Problem to solve = Copy the records again from the line containing "Each instance receives one keypoint. Tag the cluster" through the line containing "<point>188,71</point>", changing "smoke" to "haze" and leaving everything else the same.

Data for processing =
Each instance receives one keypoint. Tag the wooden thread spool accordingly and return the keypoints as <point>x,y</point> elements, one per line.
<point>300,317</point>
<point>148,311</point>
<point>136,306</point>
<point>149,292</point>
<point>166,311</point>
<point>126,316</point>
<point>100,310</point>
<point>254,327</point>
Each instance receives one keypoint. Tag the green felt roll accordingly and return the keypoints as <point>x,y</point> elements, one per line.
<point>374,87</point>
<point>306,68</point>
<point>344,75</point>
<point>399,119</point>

---

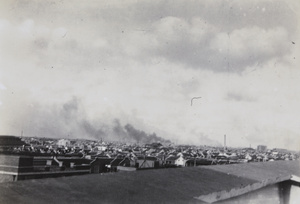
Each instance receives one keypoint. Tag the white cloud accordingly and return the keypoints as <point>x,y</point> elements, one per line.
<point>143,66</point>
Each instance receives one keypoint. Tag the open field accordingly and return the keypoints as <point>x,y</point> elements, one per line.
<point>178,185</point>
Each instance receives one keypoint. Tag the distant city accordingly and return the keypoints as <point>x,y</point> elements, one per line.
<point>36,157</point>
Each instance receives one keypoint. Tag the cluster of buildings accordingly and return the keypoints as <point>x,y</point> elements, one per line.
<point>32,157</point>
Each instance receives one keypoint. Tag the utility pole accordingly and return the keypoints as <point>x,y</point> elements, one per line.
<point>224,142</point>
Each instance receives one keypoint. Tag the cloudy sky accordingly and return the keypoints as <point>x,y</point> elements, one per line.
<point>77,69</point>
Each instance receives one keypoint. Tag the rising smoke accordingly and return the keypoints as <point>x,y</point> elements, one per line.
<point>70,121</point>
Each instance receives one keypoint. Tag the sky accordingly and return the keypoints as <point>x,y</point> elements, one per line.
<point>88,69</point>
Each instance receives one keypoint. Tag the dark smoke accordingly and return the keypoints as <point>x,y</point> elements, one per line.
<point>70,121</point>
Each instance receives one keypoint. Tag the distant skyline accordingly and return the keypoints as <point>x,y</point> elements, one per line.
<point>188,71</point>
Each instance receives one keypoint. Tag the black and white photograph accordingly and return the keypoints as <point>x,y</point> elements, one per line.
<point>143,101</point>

Answer in full =
Each instance receives one keypoint. Tag the cluster of buildings accordingly and return the keypoints as <point>x,y</point> elements, one per line.
<point>32,157</point>
Each instance receives one keypoint. Tag the utility pole accordingly and return the keypoints as <point>x,y</point> elements, one per line.
<point>224,142</point>
Each instance receives one keypoint. Tag the cloudy sky accordingly and return the keypoints as <point>x,y</point> elements, one per line.
<point>77,69</point>
Each instance receives one keypoint. Tag the rising haze accordingly and return the keypoints as <point>x,y</point> elements, one per line.
<point>70,121</point>
Each instance receives one keypoint. Tag the sky accordingly and return the keypoints as <point>x,y</point> elements, one per line.
<point>88,69</point>
Each instance receives one keypoint. Tag the dark haze accordingly and return the keypoints as <point>x,y</point> elements, one per line.
<point>70,121</point>
Each instance receives one keypoint. Tag the distant skyline accordingly and return the keypoints as <point>x,y</point> elements, one per line.
<point>188,71</point>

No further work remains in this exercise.